* [PAGE TEXT]
Could cutting very low scores from the grading scale improve Department of Defense-run schools for military children?
It’s one option being discussed by the department’s Education Activity division as it reviews grading scales, homework and report cards in more than 200 schools around the world.
If the proposal is adopted, students could never score below 50 percent, even for doing very little or no schoolwork.
Such debates are common in the United States, where schools and universities use myriad grading scales.
No decision on grading scale changes has been made but DODEA said removing scores of 49 percent and lower could be one way to help struggling students who are hobbled by poor grades.
One very low score on the current grading scale digs students into a hole that requires several above-average scores to fill.
However, some Pacific educators worry the change would allow unmotivated students to pass classes with less effort and take grading decisions away from teachers.
Lib Johns, an English teacher for M.C. Perry High School at Marine Corps Air Station Iwakuni in Japan, said lopping off the bottom end of the grading scale would not fit in with the DOD school system’s goal of encouraging high student achievement.
“How can students have highest achievement if you are going to give them 50 percent on every grade whether they turn it in or not?” said Johns, who has taught for 19 years.
Johns said she tried out the system last school year and found it mostly benefited students who did not turn in work.
Meanwhile, students most in need — those with learning disabilities or who struggle and still receive a string of very low grades — already were receiving help from understanding teachers, she said.
“Any student who made an attempt to do every assignment and turn it in even though it is not perfect will not fail,” Johns said.
Rick Gween, an honors English teacher at the same high school, said he also believes eliminating the lower half of the grading scale would be a bad idea.
Students “would just have to do a couple things to get the D,” Gween said. “I see it as just setting kids up to fail when they leave high school.”

* [PROVIDED DATA]
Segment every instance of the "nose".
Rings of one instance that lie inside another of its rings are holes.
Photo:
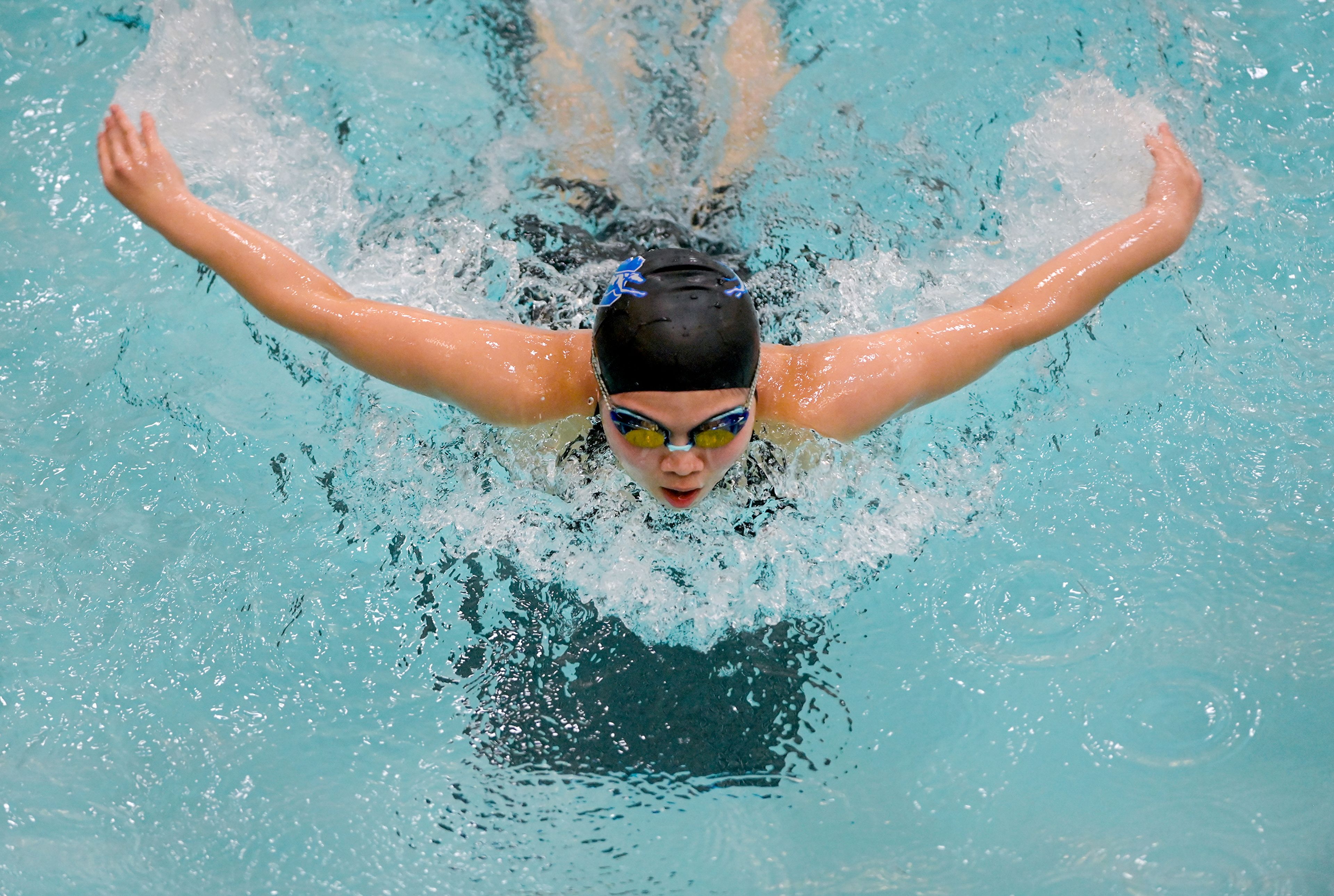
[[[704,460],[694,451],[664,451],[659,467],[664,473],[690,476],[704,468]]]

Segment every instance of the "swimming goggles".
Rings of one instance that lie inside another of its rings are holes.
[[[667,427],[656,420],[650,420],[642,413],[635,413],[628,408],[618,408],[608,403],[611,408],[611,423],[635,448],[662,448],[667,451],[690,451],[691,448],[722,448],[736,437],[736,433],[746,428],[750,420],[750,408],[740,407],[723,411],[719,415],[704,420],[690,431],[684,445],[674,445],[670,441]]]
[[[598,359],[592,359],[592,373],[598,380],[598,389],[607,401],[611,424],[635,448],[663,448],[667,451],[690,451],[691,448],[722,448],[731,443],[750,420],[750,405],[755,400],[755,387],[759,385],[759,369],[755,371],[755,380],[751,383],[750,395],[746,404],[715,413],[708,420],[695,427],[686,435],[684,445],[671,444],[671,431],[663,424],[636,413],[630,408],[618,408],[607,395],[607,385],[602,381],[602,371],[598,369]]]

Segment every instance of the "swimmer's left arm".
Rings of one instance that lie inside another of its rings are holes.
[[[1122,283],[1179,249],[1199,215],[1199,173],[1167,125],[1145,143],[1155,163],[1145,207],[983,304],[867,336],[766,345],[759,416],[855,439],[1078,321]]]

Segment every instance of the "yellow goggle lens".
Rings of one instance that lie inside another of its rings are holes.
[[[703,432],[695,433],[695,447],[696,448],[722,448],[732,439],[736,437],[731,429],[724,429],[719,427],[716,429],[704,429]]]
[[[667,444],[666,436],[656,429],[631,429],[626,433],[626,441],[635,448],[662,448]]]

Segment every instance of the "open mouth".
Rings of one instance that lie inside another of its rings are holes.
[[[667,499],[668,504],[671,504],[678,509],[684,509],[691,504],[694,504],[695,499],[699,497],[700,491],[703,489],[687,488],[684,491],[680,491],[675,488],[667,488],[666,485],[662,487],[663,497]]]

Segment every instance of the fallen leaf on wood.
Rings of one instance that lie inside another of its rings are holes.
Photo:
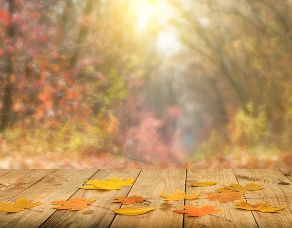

* [TASK PROMPT] According to the article on grading scales in Defense Department schools, how long has Lib Johns been teaching? The data above is separate material and has no connection to the article on grading scales.

* [RESULT] 19 years.